Your instructions >>
Reprint the lines below as they are, minus the pictures.

(Records excerpted from a collection)
————
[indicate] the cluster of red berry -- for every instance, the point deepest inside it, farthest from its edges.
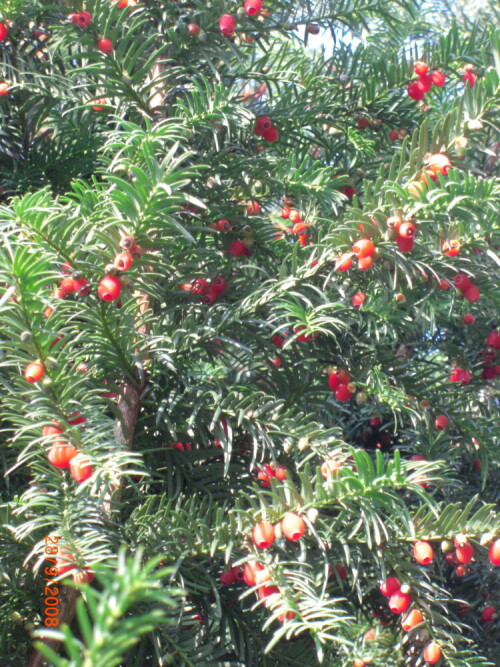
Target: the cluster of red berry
(209, 291)
(264, 128)
(300, 228)
(339, 381)
(64, 455)
(268, 471)
(256, 574)
(400, 600)
(227, 23)
(363, 250)
(417, 89)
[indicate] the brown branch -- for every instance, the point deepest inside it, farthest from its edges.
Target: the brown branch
(129, 405)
————
Response box >>
[indicate] the cluster of red berry -- for every instance, the point deepest inside it, farthest from its edges.
Target: the cluster of red berry
(209, 291)
(264, 128)
(300, 228)
(339, 381)
(64, 455)
(268, 471)
(256, 574)
(400, 600)
(227, 23)
(363, 250)
(417, 89)
[indicate] the brown branch -- for every instance, the point deepest inside it, farthest from its edges.
Target: the brown branch
(129, 405)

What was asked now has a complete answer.